## BEGIN Recorded information

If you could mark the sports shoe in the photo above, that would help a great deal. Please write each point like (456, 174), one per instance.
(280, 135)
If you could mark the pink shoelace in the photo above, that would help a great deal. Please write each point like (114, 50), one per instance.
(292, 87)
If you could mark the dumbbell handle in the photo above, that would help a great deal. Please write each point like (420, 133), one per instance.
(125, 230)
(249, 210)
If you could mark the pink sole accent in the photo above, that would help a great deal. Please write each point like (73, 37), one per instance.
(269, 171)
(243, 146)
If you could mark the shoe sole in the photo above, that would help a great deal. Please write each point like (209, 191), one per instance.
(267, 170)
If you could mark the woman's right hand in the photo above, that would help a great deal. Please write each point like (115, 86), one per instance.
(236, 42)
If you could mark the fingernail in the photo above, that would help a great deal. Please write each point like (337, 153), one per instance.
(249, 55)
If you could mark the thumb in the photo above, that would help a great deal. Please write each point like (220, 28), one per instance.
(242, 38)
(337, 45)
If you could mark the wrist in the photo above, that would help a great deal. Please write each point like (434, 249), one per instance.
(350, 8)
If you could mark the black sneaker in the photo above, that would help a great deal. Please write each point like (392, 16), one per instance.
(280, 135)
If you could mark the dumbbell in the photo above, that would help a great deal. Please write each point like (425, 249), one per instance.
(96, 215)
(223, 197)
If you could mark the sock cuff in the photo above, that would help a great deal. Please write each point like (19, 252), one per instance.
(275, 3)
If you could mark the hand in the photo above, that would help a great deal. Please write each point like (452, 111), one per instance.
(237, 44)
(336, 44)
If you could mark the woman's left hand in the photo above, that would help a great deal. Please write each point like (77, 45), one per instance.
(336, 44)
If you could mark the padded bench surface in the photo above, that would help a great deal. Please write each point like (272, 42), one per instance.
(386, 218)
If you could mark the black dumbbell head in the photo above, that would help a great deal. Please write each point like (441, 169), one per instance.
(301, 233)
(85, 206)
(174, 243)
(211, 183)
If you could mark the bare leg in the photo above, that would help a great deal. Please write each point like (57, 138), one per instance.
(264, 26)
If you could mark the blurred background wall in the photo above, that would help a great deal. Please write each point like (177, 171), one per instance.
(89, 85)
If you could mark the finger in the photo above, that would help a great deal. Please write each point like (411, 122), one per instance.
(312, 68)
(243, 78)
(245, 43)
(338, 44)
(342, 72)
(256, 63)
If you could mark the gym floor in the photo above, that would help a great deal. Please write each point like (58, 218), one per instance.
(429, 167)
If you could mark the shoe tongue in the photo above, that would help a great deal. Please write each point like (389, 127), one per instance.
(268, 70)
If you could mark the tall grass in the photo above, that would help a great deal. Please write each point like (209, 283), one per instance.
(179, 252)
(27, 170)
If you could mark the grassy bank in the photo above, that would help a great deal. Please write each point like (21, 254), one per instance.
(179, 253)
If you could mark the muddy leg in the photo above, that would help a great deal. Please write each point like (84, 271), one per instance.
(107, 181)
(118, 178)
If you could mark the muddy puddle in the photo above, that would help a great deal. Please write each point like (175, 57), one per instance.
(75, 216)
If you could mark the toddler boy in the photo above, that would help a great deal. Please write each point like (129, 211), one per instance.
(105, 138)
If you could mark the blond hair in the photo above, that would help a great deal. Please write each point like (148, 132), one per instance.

## END Recorded information

▸ Problem to work on:
Please set down all the data word for word.

▸ Exercise solution:
If you could mark the sports shoe in the photo above, that would help a great deal. Please write each point like (456, 174), one per instance.
(280, 135)
If you could mark the pink shoelace in the photo above, that would help a great deal. Please write each point like (114, 50), one per instance.
(292, 87)
If you could mark the dumbbell handle in the photo above, that would help a great deal. Please write each point like (420, 133), one per instance.
(125, 230)
(249, 210)
If you could mark the pink sole accent in the photo above, that would help a great deal. Please write each point like (73, 37), one per instance.
(269, 171)
(243, 146)
If you could mark the shoe sole in the photo above, that would help a great deal. Please write each point like (209, 191), one per instance.
(267, 170)
If you could mark the woman's right hand in the photo above, that would help a great deal. Please write each point like (115, 86), one per instance.
(236, 42)
If you could mark the fingernail in the photo above, that would help a great deal. Please write each point like (337, 153), one per instance.
(249, 55)
If you could mark the thumb in the photo above, that would help a great deal. Please write each point like (220, 28), one per instance.
(242, 38)
(337, 45)
If you could mark the wrist in the photo above, that would help a great deal. Please write each point like (434, 249), one per instance.
(350, 8)
If you could mark the black sneaker in the photo above, that would help a great deal. Please write each point like (392, 16), one per instance.
(280, 135)
If you could mark the dumbbell in the photo above, that would help a great deal. Please write each point like (425, 249), one per instance.
(96, 215)
(223, 197)
If you could mark the sock cuff in the photo above, that would help a great deal. Please write each point like (19, 252), one per instance.
(275, 3)
If you could mark the hand in the photo above, that would help a great deal. Please write each point like (452, 111), one per instance.
(237, 44)
(336, 44)
If you could mark the woman's left hand in the photo above, that would help a great deal. Please write each point like (77, 45), one per instance.
(336, 44)
If you could mark the padded bench surface in the photo above, that would help a great deal. Please write each point like (272, 42), one per instance.
(386, 218)
If you could mark the black dumbbell head in the photo above, that would help a great deal. Please write each point like (441, 169), one per instance.
(301, 233)
(85, 206)
(174, 243)
(211, 183)
If you could mark the bare leg in the photo above, that would help a great deal. Please write each point like (57, 138), one per instance.
(264, 26)
If you could mark the blurred background wall in the photo above, that would help a great deal. Please write each point like (177, 171), one per instance.
(89, 85)
If you could mark the finger in the photo above, that would help a great deal. Please write each point like (411, 122), one per instance.
(312, 68)
(243, 78)
(245, 43)
(338, 44)
(342, 72)
(256, 63)
If you could mark the gym floor in the photo above, that would help a great deal. Please write each point like (58, 218), one per instance.
(429, 167)
If you could mark the shoe tongue in the photo above, that would help a great deal. Please write each point like (389, 127), one per instance.
(268, 70)
If you could mark the tall grass in the photo above, that would help a great deal. Please write each point like (209, 283), one per instance.
(179, 252)
(27, 170)
If you could mark the grassy bank in the photo above, that would help a great deal. Please write each point like (21, 254), one per instance.
(179, 253)
If you could mark the muddy leg in the photo above, that would help a great deal. Please write each point like (84, 271), one per instance.
(107, 181)
(118, 178)
If you could mark the muddy puddle in the photo above, that would help a great deal. Please write each point like (175, 57), one per instance.
(75, 216)
If you could mark the toddler boy in the photo above, that would help a great deal. Please write each point like (129, 211), one per instance.
(105, 138)
If you could mark the blond hair in the photo above, that would help a great deal. Please write each point like (148, 132), one per instance.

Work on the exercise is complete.